→ PASSAGE GIVEN
(begin)

# Data utility

Data is collected and released for its usefulness. Privacy-preserving mechanisms, such as k-anonymity, removes parts of the data, and thus may lower utility. But how much utility is retained in a privacy-enhanced version of a dataset? There are two methods to measure this: general data utility metrics or usefulness metrics of something else derived from the data (e.g., the accuracy of a machine learning model trained on the dataset in question). We will look at the first category in this chapter.

## Generalization or Suppression Counting

One of the most intuitive measure of loss of utility is the number of privacy operations (generalization and suppression) has been performed, since each operation makes the data more generic and removes some utility. Consider the generalization steps on Race and Zip for the tuple $<Asian, 94141> \rightarrow_{[1,1]} <person, 9414*>$. The number of operations here is 2, which can also be considered as proportional to the information that was lost. If only generalization is used, this loss is also equal to the height of the node in the tuple domain hierarchy.

(end)

→ SHORT PROBLEM
Please rewrite everything in the data utility passage above from "Data is collected" down to "in this chapter.", putting "anonymized" in place of "privacy-enhanced".

→ EXTRACTED RECORDS

(begin)

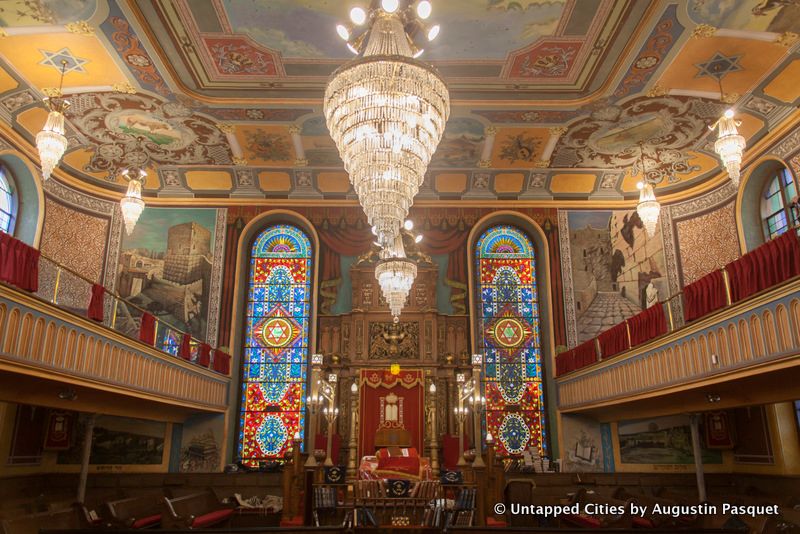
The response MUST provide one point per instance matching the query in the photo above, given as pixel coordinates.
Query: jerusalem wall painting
(612, 260)
(167, 267)
(663, 440)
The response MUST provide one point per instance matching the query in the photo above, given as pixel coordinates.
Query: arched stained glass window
(509, 338)
(275, 352)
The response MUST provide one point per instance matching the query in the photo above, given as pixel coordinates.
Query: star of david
(54, 59)
(718, 66)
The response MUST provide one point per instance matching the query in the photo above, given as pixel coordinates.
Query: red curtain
(204, 354)
(375, 386)
(704, 296)
(19, 263)
(768, 265)
(648, 324)
(96, 308)
(147, 332)
(222, 362)
(614, 340)
(185, 349)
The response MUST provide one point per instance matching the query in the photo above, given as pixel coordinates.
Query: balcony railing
(754, 273)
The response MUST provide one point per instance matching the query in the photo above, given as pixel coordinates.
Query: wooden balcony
(52, 357)
(747, 353)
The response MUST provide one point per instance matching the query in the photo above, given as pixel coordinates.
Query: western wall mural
(663, 440)
(167, 267)
(613, 261)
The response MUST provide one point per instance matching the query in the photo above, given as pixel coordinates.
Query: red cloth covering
(397, 461)
(96, 308)
(321, 442)
(19, 263)
(648, 324)
(704, 296)
(614, 340)
(222, 362)
(768, 265)
(204, 354)
(147, 332)
(185, 349)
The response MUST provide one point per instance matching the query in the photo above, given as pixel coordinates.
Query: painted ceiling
(552, 99)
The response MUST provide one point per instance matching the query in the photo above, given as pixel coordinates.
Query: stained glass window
(510, 340)
(6, 203)
(275, 352)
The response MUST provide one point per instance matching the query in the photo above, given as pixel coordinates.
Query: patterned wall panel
(707, 242)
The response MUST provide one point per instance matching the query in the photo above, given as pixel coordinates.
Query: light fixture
(358, 16)
(729, 145)
(386, 112)
(51, 141)
(132, 204)
(424, 9)
(648, 207)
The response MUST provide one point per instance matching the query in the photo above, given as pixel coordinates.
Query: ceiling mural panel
(552, 99)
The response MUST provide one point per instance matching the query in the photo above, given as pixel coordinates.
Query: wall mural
(613, 261)
(167, 266)
(119, 441)
(663, 440)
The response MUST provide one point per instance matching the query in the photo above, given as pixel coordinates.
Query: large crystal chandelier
(51, 141)
(395, 274)
(729, 145)
(648, 207)
(132, 204)
(386, 111)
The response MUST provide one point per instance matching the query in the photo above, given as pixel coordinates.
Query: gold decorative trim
(124, 87)
(80, 27)
(703, 30)
(657, 90)
(787, 39)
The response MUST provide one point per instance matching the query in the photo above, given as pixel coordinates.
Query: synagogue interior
(400, 266)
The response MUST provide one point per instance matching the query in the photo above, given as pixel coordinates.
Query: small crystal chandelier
(386, 110)
(395, 274)
(648, 207)
(729, 145)
(51, 141)
(132, 204)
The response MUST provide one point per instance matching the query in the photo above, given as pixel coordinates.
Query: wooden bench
(32, 523)
(136, 512)
(198, 510)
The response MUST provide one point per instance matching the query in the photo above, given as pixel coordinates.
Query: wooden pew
(32, 523)
(198, 510)
(136, 512)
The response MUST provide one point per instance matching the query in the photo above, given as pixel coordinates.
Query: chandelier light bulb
(648, 208)
(424, 9)
(51, 142)
(132, 204)
(358, 15)
(390, 6)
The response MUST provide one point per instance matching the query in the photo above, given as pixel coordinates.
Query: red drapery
(375, 386)
(204, 354)
(648, 324)
(704, 296)
(96, 308)
(768, 265)
(222, 362)
(147, 332)
(185, 350)
(614, 340)
(19, 263)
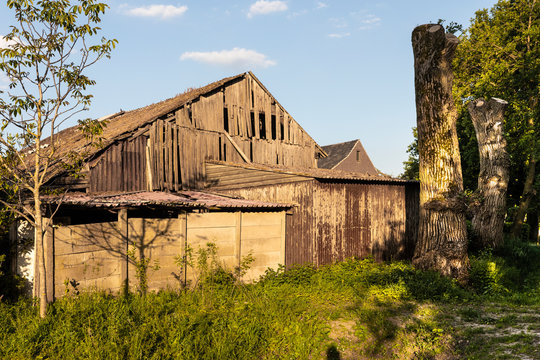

(end)

→ EXERCISE OUTPUT
Data is collected and released for its usefulness. Privacy-preserving mechanisms, such as k-anonymity, removes parts of the data, and thus may lower utility. But how much utility is retained in a anonymized version of a dataset? There are two methods to measure this: general data utility metrics or usefulness metrics of something else derived from the data (e.g., the accuracy of a machine learning model trained on the dataset in question). We will look at the first category in this chapter.